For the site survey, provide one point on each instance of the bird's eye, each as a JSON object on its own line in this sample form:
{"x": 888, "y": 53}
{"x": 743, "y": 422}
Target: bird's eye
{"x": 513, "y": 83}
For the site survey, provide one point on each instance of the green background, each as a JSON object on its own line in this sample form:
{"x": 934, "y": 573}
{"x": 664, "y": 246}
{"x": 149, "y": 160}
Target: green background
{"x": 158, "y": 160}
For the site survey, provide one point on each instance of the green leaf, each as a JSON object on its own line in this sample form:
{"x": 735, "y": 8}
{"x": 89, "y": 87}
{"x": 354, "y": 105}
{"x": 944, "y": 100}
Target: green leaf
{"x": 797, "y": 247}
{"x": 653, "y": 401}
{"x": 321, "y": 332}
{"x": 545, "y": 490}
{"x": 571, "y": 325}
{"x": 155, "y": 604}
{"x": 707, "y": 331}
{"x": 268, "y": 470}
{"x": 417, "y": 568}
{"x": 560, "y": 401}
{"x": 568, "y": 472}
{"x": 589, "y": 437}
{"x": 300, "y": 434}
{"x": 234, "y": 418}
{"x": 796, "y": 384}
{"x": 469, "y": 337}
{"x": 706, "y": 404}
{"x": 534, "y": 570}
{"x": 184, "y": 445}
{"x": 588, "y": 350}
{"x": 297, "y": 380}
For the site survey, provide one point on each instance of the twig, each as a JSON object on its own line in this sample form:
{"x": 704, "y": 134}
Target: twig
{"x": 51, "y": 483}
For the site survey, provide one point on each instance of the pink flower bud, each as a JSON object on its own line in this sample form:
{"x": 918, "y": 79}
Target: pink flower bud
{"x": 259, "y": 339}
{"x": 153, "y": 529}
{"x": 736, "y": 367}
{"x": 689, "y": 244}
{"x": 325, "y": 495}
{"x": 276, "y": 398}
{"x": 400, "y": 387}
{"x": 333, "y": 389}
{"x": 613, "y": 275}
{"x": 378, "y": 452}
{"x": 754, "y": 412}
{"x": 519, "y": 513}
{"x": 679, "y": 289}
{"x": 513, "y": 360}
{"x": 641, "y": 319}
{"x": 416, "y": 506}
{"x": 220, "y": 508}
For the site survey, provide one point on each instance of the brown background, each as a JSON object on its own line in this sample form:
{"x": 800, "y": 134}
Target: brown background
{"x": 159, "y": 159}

- _EXERCISE DESCRIPTION_: Output all records exactly, with nothing added or dropped.

- _TASK RESULT_:
For the site survey, provide one point on each instance of the bird's eye, each as a JSON object on its own line in this sample form:
{"x": 888, "y": 53}
{"x": 743, "y": 422}
Target: bird's eye
{"x": 513, "y": 83}
For the site survey, provide one point on each instance of the green background, each as a JSON object on its own line in this sample form:
{"x": 934, "y": 573}
{"x": 664, "y": 246}
{"x": 149, "y": 160}
Target: green background
{"x": 158, "y": 160}
For the site survey, provide one point on each instance of the green leaf, each as a JSON object on its own line in this sample form:
{"x": 735, "y": 8}
{"x": 89, "y": 87}
{"x": 354, "y": 105}
{"x": 944, "y": 100}
Target: green leaf
{"x": 797, "y": 247}
{"x": 653, "y": 401}
{"x": 321, "y": 332}
{"x": 545, "y": 490}
{"x": 571, "y": 325}
{"x": 155, "y": 604}
{"x": 707, "y": 331}
{"x": 268, "y": 470}
{"x": 417, "y": 568}
{"x": 560, "y": 401}
{"x": 568, "y": 472}
{"x": 589, "y": 437}
{"x": 300, "y": 434}
{"x": 234, "y": 418}
{"x": 796, "y": 384}
{"x": 469, "y": 337}
{"x": 706, "y": 404}
{"x": 534, "y": 570}
{"x": 184, "y": 445}
{"x": 588, "y": 350}
{"x": 297, "y": 380}
For the site survey, provide one point on each instance of the twig, each as a JSON object on its own line in this sample form:
{"x": 704, "y": 134}
Target: twig
{"x": 51, "y": 483}
For the site survey, provide one point on each instance of the pink flower bud, each as a JSON object on its own line in this sample form:
{"x": 918, "y": 79}
Target: pink flower bud
{"x": 259, "y": 339}
{"x": 153, "y": 529}
{"x": 736, "y": 367}
{"x": 689, "y": 244}
{"x": 325, "y": 495}
{"x": 276, "y": 398}
{"x": 400, "y": 387}
{"x": 333, "y": 389}
{"x": 613, "y": 275}
{"x": 378, "y": 452}
{"x": 754, "y": 412}
{"x": 519, "y": 513}
{"x": 679, "y": 289}
{"x": 513, "y": 360}
{"x": 641, "y": 319}
{"x": 416, "y": 506}
{"x": 220, "y": 508}
For the site survey, provide one point on each instance of the brown background, each as a JSON object on its own line in this sample form:
{"x": 800, "y": 134}
Target: brown background
{"x": 159, "y": 159}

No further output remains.